- [Lines of data]
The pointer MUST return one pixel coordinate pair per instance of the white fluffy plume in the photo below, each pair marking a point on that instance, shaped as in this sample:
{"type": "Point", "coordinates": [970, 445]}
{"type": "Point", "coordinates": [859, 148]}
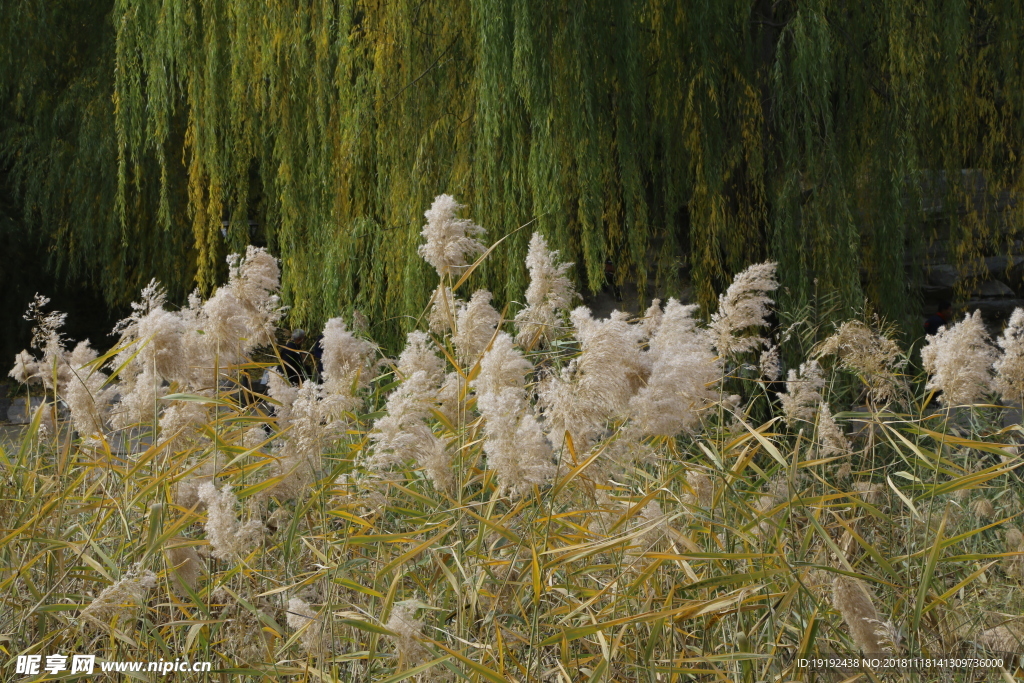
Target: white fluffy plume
{"type": "Point", "coordinates": [449, 240]}
{"type": "Point", "coordinates": [960, 359]}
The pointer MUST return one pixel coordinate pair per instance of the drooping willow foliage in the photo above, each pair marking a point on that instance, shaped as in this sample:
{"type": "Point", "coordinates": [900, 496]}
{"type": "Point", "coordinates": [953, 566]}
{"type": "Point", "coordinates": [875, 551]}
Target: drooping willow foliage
{"type": "Point", "coordinates": [144, 136]}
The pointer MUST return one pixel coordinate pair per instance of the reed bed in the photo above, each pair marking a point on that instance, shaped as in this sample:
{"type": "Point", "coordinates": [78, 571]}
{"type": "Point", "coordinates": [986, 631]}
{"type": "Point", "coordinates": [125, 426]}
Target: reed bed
{"type": "Point", "coordinates": [539, 497]}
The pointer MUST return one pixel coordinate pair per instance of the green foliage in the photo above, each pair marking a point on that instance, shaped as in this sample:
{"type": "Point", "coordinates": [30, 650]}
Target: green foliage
{"type": "Point", "coordinates": [657, 133]}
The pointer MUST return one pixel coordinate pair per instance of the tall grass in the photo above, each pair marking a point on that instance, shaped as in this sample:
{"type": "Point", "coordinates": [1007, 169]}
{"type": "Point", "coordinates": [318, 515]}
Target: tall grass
{"type": "Point", "coordinates": [374, 525]}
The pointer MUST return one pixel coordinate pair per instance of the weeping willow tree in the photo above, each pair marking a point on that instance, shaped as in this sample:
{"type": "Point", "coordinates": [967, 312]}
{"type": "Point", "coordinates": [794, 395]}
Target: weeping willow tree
{"type": "Point", "coordinates": [662, 134]}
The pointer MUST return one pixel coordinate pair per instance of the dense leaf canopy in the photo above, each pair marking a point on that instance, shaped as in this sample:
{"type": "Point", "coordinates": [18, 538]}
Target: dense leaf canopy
{"type": "Point", "coordinates": [148, 138]}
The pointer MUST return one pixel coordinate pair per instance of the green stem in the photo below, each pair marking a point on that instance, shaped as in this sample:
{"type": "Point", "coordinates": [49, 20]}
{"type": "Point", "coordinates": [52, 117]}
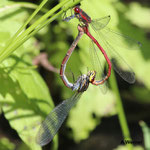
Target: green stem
{"type": "Point", "coordinates": [24, 25]}
{"type": "Point", "coordinates": [34, 28]}
{"type": "Point", "coordinates": [120, 110]}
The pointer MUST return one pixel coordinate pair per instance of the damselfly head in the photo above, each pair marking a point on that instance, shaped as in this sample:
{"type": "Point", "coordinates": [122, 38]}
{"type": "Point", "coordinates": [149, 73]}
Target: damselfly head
{"type": "Point", "coordinates": [91, 75]}
{"type": "Point", "coordinates": [76, 9]}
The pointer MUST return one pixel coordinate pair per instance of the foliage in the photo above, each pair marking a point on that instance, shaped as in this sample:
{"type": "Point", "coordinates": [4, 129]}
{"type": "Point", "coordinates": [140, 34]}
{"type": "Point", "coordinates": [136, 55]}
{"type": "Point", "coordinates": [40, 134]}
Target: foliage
{"type": "Point", "coordinates": [24, 96]}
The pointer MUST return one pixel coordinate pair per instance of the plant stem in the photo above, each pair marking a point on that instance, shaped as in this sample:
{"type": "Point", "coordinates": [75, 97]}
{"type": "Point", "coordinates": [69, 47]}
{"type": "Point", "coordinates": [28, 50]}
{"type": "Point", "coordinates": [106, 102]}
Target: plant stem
{"type": "Point", "coordinates": [120, 110]}
{"type": "Point", "coordinates": [20, 37]}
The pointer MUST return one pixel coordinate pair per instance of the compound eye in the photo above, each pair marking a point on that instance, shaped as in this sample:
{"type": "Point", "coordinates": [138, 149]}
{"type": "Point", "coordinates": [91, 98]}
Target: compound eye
{"type": "Point", "coordinates": [76, 9]}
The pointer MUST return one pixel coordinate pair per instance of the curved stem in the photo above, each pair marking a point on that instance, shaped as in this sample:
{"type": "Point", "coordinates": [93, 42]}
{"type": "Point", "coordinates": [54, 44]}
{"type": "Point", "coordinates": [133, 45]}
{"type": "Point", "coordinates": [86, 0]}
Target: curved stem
{"type": "Point", "coordinates": [21, 36]}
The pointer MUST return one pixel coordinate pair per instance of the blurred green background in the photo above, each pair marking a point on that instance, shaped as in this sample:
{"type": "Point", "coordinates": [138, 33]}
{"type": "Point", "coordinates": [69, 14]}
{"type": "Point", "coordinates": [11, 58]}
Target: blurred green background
{"type": "Point", "coordinates": [27, 94]}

- [What to work on] Copy the data character for character, but drop all pictures from the copy.

- [Response]
The pointer MUST return one pixel coordinate pair per instance of the white fluffy plume in the photo below, each pair marking a point on that instance, shaped as in this sample:
{"type": "Point", "coordinates": [970, 445]}
{"type": "Point", "coordinates": [859, 148]}
Target: white fluffy plume
{"type": "Point", "coordinates": [449, 240]}
{"type": "Point", "coordinates": [960, 359]}
The pointer MUST return one pixel coordinate pair per instance of the drooping willow foliage in the photo above, each pair marking a point on that instance, shaped as in this sample:
{"type": "Point", "coordinates": [900, 496]}
{"type": "Point", "coordinates": [953, 566]}
{"type": "Point", "coordinates": [875, 551]}
Target: drooping willow foliage
{"type": "Point", "coordinates": [144, 136]}
The pointer MUST return one pixel coordinate pair per instance of the reed bed in the photo above, each pair marking a point on that instance, shaped as in this sample:
{"type": "Point", "coordinates": [78, 571]}
{"type": "Point", "coordinates": [986, 631]}
{"type": "Point", "coordinates": [125, 426]}
Target: reed bed
{"type": "Point", "coordinates": [539, 497]}
The pointer MUST return one pixel coordinate pair per instance of the green foliage in the photo above, each pair marking a point on that instance, shaped as in this sample:
{"type": "Point", "coordinates": [30, 650]}
Target: green foliage
{"type": "Point", "coordinates": [657, 133]}
The pointer MUST return one pixel coordinate pair per instance of the tall grass in the photo above, each pair marking a point on that instance, shaped as in this sample:
{"type": "Point", "coordinates": [1007, 169]}
{"type": "Point", "coordinates": [318, 515]}
Target: tall grass
{"type": "Point", "coordinates": [374, 525]}
The pointer MUST return one pixel coordinate pair per instance of the weeping willow tree in the photo above, each pair marking a point on that instance, shaped as in this sample:
{"type": "Point", "coordinates": [967, 312]}
{"type": "Point", "coordinates": [794, 395]}
Target: weeping willow tree
{"type": "Point", "coordinates": [662, 134]}
The pointer MUST return one pixel coordinate pair per instance of the dense leaf canopy in the photo above, each pair marking a point on that instance, shaped as in this sample:
{"type": "Point", "coordinates": [18, 538]}
Target: dense leaf canopy
{"type": "Point", "coordinates": [148, 138]}
The pointer MUST return one pixel coordinate pair per instance of the green stem in the photo below, each pair marking a point on that instance, shaped as in this sample:
{"type": "Point", "coordinates": [49, 20]}
{"type": "Point", "coordinates": [52, 117]}
Target: green stem
{"type": "Point", "coordinates": [24, 25]}
{"type": "Point", "coordinates": [34, 28]}
{"type": "Point", "coordinates": [120, 110]}
The pointer MUST return one pixel coordinate pair per instance of the damselfly head in the photo above, each pair marking a point on that instance, shaped as in this sample:
{"type": "Point", "coordinates": [122, 38]}
{"type": "Point", "coordinates": [149, 73]}
Target: damselfly head
{"type": "Point", "coordinates": [91, 75]}
{"type": "Point", "coordinates": [76, 9]}
The pointer MUST return one pixel coordinate pair per instance of the foliage in the photo above, each pair marking a point on that instance, shaped as in this sample:
{"type": "Point", "coordinates": [4, 129]}
{"type": "Point", "coordinates": [140, 34]}
{"type": "Point", "coordinates": [136, 55]}
{"type": "Point", "coordinates": [40, 134]}
Target: foliage
{"type": "Point", "coordinates": [24, 96]}
The pointer MUST return one pixel coordinate pair per instance of the plant stem in the photo above, each pair marking a point on that instance, shaped as in this sample:
{"type": "Point", "coordinates": [75, 97]}
{"type": "Point", "coordinates": [69, 47]}
{"type": "Point", "coordinates": [28, 50]}
{"type": "Point", "coordinates": [106, 102]}
Target: plant stem
{"type": "Point", "coordinates": [120, 110]}
{"type": "Point", "coordinates": [20, 37]}
The pointer MUST return one pixel coordinate pair per instance of the compound eye in the photo above, each pair marking a point on that instance, shaped as in this sample:
{"type": "Point", "coordinates": [138, 149]}
{"type": "Point", "coordinates": [91, 98]}
Target: compound eye
{"type": "Point", "coordinates": [76, 9]}
The pointer MUST return one pixel coordinate pair per instance of the curved stem in the photo above, each pair marking a point on that instance, shaped as in this sample:
{"type": "Point", "coordinates": [93, 42]}
{"type": "Point", "coordinates": [54, 44]}
{"type": "Point", "coordinates": [133, 45]}
{"type": "Point", "coordinates": [86, 0]}
Target: curved stem
{"type": "Point", "coordinates": [21, 36]}
The pointer MUST return one pixel coordinate pair per instance of the blurred green background in the photo above, each pair marking a point on that instance, shaped as in this sample:
{"type": "Point", "coordinates": [138, 33]}
{"type": "Point", "coordinates": [69, 14]}
{"type": "Point", "coordinates": [11, 58]}
Target: blurred green background
{"type": "Point", "coordinates": [27, 94]}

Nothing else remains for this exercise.